#### [Exercise requirements]
Please output exactly the run of lines that starts at the line with "Roster-mapping task: tag the wooden" and ends at the last line of the records below.

----

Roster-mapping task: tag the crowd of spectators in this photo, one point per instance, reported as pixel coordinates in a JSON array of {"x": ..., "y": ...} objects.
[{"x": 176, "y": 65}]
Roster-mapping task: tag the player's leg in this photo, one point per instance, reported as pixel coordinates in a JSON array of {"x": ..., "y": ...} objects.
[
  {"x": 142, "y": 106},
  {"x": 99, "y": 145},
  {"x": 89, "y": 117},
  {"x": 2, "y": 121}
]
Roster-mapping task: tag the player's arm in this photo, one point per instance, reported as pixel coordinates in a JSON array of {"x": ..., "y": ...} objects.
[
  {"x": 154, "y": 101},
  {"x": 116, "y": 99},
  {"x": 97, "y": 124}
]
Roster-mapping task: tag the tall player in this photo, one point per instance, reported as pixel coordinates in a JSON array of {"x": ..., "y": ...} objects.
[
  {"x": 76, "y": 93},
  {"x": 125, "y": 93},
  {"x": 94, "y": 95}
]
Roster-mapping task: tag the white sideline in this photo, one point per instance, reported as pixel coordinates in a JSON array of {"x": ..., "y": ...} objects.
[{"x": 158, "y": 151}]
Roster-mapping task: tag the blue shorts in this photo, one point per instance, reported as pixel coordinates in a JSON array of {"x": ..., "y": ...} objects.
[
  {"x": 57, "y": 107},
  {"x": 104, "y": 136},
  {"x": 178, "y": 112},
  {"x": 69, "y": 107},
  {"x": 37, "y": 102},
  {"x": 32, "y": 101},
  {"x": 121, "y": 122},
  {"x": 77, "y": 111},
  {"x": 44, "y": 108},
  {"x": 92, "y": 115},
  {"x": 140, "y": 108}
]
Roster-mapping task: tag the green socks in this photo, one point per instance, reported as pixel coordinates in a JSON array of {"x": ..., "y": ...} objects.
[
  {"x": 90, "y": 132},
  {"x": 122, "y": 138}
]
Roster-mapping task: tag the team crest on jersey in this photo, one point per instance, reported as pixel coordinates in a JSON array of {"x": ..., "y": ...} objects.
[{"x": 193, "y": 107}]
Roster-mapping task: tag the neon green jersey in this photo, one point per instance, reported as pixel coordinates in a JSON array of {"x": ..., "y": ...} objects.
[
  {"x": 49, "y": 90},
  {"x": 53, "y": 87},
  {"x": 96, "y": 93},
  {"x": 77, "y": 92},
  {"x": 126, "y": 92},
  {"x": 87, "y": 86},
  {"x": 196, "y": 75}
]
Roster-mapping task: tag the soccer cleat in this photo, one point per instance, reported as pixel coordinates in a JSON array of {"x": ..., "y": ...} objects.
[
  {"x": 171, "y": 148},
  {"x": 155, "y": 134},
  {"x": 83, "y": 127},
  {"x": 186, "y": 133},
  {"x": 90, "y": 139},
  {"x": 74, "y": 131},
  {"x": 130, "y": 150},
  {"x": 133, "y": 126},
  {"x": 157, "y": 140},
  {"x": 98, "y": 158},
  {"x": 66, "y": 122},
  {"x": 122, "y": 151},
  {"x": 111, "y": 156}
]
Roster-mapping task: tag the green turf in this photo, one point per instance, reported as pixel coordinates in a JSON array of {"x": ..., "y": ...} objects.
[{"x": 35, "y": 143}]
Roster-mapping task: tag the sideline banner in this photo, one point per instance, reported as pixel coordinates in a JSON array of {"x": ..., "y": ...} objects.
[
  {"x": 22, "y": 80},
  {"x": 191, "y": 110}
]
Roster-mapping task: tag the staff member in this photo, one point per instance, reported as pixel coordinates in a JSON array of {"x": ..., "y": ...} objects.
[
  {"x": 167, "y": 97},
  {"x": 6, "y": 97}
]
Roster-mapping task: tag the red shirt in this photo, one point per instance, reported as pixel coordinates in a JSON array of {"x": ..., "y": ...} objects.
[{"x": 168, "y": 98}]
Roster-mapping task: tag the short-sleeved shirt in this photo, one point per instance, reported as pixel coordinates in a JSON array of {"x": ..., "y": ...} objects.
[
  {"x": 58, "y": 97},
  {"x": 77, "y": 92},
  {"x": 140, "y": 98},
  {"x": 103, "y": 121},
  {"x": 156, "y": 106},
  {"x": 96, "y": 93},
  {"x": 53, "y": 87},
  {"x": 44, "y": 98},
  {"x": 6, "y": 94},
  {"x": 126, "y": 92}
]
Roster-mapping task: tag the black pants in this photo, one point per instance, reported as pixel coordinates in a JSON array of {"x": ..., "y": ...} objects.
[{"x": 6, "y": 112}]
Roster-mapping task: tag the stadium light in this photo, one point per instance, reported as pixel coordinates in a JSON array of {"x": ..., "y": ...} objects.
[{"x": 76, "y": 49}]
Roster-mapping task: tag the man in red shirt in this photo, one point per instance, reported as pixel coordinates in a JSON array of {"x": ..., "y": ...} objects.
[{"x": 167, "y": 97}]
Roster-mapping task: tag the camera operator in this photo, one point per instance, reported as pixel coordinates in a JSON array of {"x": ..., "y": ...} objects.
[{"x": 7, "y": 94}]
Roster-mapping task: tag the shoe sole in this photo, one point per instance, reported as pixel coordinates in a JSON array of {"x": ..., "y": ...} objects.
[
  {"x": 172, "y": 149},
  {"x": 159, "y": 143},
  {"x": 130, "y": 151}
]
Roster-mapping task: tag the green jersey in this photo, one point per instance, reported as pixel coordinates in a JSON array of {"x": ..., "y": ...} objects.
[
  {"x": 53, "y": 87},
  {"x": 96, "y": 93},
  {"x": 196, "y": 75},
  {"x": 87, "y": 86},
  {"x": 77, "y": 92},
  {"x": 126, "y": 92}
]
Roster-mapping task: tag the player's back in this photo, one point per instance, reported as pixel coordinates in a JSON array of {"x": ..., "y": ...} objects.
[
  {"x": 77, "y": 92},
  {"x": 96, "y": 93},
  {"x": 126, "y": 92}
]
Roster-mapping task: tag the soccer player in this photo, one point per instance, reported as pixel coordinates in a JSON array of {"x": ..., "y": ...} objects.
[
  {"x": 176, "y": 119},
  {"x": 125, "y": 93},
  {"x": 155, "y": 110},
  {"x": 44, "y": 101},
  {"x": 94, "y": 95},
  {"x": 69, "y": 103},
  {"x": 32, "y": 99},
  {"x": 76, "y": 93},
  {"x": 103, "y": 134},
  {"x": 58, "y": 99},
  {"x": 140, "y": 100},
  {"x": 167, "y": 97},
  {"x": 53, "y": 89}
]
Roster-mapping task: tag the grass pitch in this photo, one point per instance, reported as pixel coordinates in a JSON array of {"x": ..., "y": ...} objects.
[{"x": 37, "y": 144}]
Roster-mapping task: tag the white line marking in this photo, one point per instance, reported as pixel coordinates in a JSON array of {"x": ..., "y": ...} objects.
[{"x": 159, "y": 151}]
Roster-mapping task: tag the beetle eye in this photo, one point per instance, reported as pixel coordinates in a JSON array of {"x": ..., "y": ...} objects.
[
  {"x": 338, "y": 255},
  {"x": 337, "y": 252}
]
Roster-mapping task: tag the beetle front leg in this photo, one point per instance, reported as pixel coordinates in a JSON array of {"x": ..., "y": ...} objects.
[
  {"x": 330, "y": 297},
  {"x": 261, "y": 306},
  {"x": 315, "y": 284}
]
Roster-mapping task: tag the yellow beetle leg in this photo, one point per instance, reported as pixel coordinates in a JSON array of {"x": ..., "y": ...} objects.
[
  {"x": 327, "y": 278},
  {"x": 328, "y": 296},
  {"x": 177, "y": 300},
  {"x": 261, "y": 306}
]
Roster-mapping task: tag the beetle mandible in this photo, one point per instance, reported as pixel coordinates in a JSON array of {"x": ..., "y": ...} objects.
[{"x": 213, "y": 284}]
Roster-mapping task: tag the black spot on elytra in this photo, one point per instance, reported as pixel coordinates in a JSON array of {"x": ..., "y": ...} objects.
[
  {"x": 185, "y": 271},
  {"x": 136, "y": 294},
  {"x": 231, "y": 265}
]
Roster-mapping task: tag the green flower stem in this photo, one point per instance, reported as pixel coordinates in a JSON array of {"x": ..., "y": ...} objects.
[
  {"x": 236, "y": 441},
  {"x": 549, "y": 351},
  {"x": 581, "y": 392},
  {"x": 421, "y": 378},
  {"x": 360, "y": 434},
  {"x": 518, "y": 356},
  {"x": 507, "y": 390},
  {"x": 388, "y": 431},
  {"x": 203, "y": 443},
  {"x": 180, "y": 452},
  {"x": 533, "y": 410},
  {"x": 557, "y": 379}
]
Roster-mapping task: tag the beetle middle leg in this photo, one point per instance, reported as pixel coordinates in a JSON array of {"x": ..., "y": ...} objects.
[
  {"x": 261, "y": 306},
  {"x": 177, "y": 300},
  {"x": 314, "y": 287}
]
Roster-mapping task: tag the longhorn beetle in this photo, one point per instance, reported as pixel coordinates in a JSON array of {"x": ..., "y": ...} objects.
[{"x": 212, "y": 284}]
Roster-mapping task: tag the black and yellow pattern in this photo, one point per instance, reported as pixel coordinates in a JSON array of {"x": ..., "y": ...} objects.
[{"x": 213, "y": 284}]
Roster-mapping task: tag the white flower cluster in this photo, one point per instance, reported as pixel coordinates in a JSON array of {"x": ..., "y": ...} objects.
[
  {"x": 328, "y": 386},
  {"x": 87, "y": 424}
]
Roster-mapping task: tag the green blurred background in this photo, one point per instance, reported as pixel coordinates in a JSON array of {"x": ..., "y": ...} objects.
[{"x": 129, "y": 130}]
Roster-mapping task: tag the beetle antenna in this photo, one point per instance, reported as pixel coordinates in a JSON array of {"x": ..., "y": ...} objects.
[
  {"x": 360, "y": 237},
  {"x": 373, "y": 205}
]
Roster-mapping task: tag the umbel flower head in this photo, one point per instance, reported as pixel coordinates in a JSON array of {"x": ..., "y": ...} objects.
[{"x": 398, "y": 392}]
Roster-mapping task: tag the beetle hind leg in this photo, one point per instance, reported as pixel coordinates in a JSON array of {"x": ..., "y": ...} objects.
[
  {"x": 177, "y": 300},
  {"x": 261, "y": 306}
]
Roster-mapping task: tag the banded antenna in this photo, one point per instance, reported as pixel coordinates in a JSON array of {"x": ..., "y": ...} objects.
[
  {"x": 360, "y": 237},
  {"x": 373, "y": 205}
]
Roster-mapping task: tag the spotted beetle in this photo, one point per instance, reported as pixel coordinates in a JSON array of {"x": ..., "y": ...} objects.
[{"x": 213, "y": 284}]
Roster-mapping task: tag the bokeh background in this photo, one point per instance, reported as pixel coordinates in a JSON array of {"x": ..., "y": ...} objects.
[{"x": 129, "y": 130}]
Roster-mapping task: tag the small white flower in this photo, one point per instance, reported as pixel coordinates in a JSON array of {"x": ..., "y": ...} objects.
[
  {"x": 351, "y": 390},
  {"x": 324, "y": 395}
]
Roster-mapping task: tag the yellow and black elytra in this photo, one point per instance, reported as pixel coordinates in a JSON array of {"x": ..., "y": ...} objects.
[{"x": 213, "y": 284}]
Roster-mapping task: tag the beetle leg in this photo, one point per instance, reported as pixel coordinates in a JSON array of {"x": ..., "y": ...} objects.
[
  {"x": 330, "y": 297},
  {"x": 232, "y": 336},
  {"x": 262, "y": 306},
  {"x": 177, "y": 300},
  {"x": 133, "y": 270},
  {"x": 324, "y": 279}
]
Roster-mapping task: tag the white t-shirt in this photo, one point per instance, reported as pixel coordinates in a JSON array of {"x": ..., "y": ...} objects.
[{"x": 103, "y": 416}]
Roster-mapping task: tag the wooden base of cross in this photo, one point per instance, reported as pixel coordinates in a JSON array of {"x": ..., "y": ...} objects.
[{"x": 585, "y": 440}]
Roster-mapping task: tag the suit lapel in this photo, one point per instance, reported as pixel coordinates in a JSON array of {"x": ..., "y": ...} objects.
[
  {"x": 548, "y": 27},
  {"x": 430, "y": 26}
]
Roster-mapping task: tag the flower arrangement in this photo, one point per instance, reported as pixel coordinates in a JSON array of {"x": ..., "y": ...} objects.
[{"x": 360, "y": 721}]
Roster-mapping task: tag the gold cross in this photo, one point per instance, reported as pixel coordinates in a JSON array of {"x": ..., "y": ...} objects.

----

#### [Written solution]
Roster-mapping task: tag the wooden base of cross in this photo, one point per instance, reported as pixel coordinates in a JSON array of {"x": ..., "y": ...} objects.
[{"x": 585, "y": 440}]
Roster-mapping task: tag the suit lapel in this photo, one point per instance, reported as pixel coordinates in a JSON array of {"x": ..., "y": ...} objects.
[
  {"x": 548, "y": 27},
  {"x": 430, "y": 26}
]
Roster-mapping task: tag the flower arrangement in this photo, one point per instance, reported as pixel coordinates in a JSON array of {"x": ..., "y": ...} objects.
[{"x": 360, "y": 721}]
Roster-mapping task: tag the gold cross in this photo, one point per instance, reported as pixel coordinates in a JSON array of {"x": ..., "y": ...} objects.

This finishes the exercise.